## Work request
The answer is one number. Say how many lines in the entries below include the word "basketball".

Spatial localization data:
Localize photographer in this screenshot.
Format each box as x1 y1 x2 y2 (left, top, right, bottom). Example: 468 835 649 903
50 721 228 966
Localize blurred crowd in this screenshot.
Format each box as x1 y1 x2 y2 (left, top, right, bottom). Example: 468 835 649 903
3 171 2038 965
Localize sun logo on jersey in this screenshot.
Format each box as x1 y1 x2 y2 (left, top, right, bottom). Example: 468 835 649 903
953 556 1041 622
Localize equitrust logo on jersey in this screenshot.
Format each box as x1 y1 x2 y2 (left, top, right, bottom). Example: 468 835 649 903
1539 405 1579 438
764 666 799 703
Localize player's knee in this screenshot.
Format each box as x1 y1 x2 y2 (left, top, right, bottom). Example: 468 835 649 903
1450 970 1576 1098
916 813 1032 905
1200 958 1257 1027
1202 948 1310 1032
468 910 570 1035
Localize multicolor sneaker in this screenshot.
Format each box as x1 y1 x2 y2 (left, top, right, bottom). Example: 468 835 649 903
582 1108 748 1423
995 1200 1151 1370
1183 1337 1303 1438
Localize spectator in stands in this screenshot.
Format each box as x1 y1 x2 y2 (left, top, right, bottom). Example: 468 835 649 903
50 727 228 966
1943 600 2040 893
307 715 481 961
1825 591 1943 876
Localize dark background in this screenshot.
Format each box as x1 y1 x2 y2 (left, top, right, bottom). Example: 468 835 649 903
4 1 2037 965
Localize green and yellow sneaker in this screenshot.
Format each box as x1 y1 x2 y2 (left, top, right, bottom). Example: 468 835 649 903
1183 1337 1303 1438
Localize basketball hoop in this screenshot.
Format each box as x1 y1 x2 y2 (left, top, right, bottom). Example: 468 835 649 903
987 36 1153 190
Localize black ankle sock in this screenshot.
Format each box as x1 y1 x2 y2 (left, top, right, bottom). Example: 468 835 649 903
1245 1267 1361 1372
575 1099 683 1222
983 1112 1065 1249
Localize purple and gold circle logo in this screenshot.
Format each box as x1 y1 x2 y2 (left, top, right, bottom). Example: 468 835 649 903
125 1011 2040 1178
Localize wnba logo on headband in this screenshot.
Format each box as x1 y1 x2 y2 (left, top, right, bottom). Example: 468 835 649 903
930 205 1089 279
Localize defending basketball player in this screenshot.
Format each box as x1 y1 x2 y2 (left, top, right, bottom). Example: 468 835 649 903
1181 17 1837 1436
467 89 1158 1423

## Answer area
2